┌─ Entries supplied

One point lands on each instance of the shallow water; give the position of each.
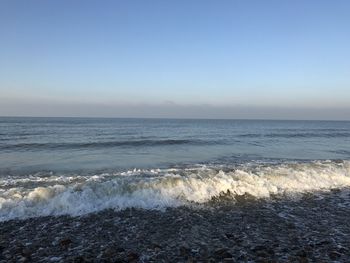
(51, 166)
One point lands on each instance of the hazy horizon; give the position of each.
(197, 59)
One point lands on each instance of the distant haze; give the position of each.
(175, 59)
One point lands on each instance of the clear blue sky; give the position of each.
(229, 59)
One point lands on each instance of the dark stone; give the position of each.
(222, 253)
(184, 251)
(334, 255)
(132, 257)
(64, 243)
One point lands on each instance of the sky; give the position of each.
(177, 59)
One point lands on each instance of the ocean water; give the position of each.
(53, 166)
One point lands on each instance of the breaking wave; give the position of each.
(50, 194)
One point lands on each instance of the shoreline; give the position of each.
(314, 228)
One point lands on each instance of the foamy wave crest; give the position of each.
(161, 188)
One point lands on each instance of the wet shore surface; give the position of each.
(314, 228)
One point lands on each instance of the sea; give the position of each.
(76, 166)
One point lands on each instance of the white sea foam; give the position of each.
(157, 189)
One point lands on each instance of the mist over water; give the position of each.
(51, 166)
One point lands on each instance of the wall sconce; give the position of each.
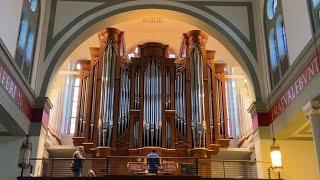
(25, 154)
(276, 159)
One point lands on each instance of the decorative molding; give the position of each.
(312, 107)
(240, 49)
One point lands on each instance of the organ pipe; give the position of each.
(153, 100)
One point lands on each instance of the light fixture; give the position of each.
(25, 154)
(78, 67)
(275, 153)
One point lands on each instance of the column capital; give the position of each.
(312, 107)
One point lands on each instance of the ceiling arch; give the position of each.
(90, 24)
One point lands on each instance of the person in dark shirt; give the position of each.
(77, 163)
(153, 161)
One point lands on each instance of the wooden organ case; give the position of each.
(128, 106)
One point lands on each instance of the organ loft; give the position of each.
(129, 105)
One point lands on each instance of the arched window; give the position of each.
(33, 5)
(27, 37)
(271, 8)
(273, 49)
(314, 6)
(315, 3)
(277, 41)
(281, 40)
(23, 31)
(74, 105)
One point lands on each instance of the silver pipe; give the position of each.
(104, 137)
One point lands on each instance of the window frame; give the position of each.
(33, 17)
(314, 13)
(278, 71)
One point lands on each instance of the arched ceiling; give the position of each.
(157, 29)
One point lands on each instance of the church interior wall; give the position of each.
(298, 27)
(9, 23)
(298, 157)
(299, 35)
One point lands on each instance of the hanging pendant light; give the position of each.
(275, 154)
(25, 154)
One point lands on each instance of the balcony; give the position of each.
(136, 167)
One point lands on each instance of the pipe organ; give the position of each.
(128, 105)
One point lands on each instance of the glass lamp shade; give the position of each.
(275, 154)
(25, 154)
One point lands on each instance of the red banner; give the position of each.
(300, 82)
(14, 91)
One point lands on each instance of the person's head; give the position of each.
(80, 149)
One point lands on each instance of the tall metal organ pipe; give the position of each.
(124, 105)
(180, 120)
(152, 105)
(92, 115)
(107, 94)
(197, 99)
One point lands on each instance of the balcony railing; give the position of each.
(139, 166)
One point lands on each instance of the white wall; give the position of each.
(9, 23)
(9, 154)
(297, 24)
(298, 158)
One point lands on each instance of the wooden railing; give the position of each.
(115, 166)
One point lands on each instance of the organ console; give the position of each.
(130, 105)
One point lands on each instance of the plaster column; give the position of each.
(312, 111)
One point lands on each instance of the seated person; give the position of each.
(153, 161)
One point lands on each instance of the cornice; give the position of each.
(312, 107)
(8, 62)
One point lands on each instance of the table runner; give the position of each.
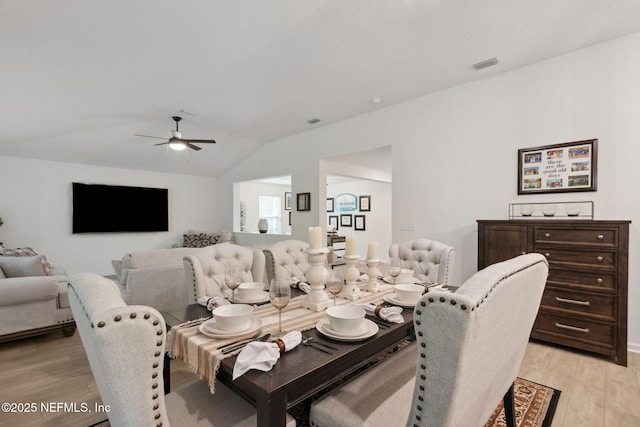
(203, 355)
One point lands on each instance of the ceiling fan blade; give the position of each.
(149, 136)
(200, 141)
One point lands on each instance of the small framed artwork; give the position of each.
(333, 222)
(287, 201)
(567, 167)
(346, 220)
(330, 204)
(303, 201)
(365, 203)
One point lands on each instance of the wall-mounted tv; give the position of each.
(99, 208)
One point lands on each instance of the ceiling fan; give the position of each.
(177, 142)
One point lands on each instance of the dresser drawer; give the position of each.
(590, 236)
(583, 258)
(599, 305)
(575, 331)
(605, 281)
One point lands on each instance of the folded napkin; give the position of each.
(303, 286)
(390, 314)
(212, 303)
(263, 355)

└─
┌─ Entries supplied

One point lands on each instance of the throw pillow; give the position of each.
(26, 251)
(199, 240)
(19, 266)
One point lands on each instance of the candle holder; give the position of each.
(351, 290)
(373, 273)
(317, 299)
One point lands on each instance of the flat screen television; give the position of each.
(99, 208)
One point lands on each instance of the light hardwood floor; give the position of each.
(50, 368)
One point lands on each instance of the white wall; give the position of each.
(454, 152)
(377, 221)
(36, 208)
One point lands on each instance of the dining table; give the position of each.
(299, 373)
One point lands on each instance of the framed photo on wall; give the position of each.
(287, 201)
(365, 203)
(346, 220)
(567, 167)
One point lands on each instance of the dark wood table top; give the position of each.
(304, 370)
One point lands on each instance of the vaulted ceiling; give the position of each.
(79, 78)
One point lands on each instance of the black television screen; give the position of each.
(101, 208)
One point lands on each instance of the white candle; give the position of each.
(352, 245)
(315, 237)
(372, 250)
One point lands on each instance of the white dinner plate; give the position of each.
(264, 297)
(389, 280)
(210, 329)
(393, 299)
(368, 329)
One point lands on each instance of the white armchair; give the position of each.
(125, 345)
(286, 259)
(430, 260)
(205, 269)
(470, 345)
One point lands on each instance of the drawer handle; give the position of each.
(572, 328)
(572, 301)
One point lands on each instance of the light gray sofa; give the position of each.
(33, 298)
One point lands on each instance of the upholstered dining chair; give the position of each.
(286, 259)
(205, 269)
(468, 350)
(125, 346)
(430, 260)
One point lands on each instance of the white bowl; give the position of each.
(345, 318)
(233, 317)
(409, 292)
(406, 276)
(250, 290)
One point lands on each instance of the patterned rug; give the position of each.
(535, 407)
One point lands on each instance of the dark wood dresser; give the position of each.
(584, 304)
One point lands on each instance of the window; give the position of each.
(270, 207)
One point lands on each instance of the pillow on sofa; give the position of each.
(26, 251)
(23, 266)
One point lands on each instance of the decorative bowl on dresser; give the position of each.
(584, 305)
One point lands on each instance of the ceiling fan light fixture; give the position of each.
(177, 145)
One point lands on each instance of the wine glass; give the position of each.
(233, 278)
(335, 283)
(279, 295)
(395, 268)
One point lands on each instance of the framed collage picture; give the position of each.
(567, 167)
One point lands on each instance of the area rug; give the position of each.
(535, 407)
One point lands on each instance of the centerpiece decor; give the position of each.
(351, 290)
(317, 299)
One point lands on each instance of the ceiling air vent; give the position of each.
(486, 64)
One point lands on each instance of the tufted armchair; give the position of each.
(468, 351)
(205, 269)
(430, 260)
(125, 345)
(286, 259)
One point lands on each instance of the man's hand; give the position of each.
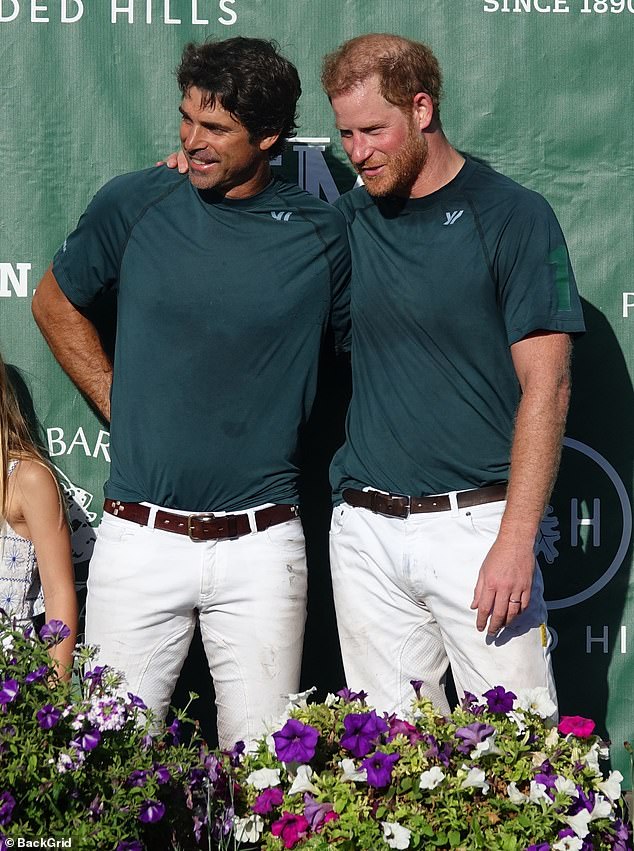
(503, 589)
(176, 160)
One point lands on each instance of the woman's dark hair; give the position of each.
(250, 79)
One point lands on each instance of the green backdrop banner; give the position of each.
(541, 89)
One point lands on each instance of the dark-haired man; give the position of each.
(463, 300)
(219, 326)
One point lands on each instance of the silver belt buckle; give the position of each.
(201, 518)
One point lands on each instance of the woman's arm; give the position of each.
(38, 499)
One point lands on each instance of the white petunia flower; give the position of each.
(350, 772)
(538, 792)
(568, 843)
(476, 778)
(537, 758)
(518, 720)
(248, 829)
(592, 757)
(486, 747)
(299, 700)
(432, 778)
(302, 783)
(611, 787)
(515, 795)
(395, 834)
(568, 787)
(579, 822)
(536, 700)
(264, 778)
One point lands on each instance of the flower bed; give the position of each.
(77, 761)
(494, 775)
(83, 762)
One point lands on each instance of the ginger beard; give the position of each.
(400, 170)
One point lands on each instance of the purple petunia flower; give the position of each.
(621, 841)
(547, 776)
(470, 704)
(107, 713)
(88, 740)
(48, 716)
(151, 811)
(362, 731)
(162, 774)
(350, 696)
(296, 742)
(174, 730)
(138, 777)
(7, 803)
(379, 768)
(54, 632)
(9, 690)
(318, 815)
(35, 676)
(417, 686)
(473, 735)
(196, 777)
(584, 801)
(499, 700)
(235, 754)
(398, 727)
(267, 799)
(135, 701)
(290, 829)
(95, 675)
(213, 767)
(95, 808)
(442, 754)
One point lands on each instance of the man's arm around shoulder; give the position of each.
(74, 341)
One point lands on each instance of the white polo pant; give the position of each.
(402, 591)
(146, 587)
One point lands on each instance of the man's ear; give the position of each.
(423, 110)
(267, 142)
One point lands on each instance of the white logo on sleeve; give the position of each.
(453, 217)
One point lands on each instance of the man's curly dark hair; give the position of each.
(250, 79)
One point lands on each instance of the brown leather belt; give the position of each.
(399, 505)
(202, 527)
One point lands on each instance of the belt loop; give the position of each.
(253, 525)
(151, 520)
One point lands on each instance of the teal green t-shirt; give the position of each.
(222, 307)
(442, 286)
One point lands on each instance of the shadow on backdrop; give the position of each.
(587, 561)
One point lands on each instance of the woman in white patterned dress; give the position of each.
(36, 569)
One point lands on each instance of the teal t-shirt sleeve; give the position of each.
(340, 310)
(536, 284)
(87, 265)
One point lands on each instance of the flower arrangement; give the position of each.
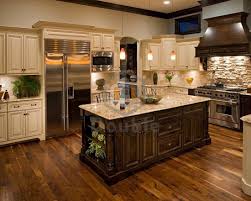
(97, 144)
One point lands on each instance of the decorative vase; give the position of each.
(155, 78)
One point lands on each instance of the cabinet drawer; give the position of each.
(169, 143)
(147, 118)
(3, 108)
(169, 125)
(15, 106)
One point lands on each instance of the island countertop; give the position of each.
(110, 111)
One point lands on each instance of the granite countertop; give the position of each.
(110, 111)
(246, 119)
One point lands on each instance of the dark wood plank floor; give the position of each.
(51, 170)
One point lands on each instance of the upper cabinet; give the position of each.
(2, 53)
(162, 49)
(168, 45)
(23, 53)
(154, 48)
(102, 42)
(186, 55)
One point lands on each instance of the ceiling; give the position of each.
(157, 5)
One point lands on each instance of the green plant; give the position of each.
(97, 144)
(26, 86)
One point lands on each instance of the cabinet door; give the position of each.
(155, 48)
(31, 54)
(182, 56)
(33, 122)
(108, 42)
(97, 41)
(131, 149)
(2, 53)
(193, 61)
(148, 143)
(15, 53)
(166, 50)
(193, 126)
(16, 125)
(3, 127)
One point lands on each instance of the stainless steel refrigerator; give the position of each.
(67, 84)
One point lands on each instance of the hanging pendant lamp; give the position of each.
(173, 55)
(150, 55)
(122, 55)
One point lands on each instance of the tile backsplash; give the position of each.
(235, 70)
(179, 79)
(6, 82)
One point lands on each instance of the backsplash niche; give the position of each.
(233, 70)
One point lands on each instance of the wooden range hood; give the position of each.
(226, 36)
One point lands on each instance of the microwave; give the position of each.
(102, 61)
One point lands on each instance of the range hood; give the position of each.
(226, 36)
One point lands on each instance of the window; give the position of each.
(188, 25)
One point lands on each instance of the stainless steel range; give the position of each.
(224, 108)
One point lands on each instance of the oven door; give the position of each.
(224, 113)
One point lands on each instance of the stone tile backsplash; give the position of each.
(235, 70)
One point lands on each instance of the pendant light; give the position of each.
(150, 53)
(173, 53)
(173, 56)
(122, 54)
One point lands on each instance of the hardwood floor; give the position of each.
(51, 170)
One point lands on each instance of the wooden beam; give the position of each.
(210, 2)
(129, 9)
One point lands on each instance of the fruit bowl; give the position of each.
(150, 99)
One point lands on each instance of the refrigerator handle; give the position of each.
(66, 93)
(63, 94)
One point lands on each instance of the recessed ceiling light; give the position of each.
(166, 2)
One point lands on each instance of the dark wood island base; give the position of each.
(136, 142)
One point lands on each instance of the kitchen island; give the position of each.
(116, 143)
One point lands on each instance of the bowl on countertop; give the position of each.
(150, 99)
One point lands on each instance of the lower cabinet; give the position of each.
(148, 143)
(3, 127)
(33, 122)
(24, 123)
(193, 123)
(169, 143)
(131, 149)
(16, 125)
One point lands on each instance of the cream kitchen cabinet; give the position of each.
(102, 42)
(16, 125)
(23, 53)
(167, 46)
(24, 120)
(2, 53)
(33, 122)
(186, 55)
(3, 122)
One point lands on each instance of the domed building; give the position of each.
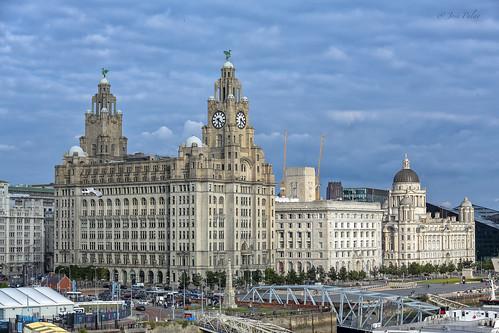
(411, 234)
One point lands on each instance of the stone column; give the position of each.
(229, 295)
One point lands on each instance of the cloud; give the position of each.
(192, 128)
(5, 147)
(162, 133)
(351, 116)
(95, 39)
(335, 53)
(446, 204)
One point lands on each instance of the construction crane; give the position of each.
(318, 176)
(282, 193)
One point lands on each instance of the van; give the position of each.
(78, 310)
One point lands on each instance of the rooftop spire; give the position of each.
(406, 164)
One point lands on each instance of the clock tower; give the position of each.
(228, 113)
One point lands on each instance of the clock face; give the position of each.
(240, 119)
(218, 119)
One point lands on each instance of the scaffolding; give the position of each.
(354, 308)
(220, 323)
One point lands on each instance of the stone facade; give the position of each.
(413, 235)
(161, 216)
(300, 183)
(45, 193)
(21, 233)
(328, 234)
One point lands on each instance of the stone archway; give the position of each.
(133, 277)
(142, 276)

└─

* Exercise objective *
Copy every line of the items above that contains the string "island". A match counts only if its case agrees.

* Result of this exercise *
One point lands on each instance of the island countertop; give the position of each.
One point lands on each instance of the dark wood island base; give the position of each.
One point lands on each instance of the kitchen island; give the position of each.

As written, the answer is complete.